:: Given records ::
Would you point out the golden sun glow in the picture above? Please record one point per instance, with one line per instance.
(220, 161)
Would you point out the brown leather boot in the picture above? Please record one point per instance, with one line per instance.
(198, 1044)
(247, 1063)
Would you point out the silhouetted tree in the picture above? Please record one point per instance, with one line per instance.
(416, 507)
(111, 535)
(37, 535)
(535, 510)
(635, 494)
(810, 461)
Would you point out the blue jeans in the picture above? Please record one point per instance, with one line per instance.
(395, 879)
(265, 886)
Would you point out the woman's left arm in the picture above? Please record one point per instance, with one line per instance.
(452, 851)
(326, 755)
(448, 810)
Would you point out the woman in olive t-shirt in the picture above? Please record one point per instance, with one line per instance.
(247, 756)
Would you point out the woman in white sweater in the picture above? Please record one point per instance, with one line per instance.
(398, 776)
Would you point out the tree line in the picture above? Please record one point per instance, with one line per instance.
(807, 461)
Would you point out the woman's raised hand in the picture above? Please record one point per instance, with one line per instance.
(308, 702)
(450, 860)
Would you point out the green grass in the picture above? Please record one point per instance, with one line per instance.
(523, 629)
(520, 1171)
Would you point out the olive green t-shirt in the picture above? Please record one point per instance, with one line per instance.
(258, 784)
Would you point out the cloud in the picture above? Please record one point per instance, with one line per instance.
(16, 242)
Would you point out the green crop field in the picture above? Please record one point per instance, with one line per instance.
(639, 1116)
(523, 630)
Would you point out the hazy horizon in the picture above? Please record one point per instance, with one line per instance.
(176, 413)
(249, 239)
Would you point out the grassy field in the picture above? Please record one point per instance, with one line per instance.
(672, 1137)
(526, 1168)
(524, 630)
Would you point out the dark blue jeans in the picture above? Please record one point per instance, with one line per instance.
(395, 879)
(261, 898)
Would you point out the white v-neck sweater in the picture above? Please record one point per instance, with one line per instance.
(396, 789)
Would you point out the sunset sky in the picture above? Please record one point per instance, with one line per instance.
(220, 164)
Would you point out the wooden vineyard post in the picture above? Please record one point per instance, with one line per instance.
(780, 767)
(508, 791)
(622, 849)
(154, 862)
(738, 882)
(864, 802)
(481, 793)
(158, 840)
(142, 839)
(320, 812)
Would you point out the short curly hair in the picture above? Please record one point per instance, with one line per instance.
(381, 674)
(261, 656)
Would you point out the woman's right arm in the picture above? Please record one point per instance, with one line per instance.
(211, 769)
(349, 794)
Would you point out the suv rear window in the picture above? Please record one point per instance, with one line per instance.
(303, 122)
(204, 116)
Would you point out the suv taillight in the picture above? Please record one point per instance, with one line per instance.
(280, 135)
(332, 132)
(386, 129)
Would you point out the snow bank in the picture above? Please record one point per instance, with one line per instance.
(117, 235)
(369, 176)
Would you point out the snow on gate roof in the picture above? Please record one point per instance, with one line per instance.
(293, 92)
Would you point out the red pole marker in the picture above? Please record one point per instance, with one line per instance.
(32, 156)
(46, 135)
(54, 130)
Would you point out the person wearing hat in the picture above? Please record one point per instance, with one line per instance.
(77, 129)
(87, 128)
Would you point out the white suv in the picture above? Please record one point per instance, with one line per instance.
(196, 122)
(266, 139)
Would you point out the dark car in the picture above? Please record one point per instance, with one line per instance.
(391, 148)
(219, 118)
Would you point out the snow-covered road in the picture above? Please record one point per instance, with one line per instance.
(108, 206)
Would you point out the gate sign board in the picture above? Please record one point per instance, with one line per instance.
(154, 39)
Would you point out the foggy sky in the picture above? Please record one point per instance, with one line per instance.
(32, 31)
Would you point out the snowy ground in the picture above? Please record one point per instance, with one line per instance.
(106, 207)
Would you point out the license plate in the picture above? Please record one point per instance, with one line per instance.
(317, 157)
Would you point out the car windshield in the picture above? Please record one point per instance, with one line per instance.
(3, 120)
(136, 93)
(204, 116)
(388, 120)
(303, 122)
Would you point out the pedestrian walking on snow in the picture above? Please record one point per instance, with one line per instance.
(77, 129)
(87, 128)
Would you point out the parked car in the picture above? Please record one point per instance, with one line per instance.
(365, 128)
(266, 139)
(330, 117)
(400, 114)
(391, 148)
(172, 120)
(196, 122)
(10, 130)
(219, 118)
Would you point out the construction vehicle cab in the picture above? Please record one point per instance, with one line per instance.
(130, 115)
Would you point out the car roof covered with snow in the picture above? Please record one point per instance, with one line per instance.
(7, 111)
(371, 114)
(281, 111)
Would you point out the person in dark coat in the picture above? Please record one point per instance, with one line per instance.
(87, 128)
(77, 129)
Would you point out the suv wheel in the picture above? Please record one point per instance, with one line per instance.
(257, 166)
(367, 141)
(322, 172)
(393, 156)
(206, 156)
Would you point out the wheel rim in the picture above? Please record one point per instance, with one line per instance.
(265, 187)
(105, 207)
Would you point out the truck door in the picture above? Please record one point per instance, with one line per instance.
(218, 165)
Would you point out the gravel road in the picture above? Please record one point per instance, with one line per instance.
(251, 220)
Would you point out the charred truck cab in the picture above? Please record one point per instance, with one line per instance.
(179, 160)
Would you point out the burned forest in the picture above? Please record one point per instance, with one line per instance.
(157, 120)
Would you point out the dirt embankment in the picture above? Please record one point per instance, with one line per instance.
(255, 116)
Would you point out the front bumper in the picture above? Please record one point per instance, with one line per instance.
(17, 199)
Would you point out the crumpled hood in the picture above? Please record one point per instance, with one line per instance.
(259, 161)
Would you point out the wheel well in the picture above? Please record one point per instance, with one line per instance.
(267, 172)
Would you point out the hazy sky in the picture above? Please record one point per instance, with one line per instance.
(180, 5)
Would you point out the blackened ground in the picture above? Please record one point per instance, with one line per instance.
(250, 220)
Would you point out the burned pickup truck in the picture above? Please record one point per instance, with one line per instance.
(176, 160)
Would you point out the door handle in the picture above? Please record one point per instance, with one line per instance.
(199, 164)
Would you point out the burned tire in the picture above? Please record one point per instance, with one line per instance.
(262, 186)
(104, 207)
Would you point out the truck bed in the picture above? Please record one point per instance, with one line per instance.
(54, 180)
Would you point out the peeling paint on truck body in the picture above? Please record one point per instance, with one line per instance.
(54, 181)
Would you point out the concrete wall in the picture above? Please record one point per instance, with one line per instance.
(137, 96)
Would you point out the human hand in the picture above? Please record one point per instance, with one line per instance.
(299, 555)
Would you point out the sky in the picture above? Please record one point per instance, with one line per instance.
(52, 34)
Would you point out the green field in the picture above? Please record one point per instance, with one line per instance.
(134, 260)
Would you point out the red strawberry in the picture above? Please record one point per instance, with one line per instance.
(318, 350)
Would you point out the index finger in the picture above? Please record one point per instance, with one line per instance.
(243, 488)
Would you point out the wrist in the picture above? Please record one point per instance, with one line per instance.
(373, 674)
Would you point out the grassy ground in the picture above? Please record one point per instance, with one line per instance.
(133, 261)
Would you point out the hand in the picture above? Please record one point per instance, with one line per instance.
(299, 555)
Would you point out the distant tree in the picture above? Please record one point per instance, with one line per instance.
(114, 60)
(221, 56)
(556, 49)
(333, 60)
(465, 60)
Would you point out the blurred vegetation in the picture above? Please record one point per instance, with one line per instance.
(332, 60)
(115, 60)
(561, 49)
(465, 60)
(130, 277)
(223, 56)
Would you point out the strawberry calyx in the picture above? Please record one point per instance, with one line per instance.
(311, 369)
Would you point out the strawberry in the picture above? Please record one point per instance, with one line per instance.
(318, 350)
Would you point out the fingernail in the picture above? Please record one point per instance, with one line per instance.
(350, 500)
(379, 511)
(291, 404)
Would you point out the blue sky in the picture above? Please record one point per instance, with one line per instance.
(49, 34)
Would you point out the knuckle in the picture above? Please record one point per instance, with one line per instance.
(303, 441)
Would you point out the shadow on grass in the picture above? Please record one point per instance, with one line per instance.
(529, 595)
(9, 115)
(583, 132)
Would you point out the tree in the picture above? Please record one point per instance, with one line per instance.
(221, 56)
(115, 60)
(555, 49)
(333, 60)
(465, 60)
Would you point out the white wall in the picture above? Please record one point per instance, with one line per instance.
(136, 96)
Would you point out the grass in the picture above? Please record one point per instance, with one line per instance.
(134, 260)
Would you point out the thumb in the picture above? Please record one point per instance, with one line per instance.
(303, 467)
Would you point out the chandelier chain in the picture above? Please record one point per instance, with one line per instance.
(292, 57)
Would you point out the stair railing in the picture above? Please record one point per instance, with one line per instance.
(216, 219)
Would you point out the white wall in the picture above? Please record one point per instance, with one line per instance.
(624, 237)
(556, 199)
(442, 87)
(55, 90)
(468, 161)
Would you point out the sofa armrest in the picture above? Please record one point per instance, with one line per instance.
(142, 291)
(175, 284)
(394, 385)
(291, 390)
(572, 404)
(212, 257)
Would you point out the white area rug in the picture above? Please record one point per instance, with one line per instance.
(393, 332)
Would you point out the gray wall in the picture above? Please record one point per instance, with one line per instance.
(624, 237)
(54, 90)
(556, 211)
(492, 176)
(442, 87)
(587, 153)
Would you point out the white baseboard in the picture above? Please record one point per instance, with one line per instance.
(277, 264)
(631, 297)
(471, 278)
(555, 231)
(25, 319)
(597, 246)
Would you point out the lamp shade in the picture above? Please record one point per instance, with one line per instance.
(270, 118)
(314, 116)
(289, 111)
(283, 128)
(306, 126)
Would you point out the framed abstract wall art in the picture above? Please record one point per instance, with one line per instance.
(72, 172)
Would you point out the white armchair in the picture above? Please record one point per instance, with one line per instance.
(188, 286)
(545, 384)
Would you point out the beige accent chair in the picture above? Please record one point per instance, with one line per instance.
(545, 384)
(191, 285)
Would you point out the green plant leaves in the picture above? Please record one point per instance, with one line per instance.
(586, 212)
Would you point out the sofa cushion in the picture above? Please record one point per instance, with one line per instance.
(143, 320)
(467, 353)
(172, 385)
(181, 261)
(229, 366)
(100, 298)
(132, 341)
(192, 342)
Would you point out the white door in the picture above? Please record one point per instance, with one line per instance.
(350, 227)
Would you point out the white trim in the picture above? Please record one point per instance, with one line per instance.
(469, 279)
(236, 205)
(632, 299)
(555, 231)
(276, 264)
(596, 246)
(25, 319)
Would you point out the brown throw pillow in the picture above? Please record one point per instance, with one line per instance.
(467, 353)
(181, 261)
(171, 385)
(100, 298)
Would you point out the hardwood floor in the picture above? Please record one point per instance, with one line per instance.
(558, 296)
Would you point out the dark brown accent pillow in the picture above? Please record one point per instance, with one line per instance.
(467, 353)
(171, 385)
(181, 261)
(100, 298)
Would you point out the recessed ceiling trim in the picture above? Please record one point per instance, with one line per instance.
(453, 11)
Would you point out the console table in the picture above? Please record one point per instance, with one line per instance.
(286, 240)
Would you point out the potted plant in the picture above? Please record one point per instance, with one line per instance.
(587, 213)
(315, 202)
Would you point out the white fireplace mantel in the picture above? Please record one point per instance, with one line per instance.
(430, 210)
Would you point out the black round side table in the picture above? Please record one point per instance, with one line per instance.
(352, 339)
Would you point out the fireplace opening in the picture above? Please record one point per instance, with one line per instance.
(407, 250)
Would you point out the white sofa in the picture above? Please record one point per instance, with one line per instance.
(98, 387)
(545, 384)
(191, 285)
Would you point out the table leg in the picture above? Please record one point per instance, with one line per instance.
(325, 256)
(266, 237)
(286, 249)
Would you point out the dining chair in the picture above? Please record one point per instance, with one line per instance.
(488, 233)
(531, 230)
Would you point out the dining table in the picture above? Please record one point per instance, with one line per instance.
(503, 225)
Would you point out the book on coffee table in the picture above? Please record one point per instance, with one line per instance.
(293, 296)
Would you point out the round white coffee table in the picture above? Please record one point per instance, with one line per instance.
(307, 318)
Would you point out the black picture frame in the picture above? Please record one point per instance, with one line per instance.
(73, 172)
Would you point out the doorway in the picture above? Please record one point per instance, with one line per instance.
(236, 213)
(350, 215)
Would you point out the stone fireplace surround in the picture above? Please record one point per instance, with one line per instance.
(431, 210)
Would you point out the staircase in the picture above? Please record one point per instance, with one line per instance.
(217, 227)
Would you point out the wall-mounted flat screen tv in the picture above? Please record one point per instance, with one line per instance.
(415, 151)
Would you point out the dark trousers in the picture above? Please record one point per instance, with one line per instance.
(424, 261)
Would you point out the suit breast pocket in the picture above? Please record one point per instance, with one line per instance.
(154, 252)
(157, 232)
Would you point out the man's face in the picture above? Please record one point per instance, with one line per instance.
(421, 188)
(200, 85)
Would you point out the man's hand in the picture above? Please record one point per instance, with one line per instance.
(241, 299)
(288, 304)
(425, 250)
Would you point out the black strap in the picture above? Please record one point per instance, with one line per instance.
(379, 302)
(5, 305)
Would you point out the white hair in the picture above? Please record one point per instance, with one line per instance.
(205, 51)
:::
*Work to be completed*.
Reproduce, line for line, the stretch of the listing from its start through the line containing "(247, 1063)", including both ends.

*Result of this exercise*.
Would you point out the golden sun glow in the picture above? Please record one point per instance, with one line per instance.
(220, 161)
Would you point out the brown leather boot in the picture above? Please record one point per instance, with one line per instance.
(198, 1044)
(247, 1063)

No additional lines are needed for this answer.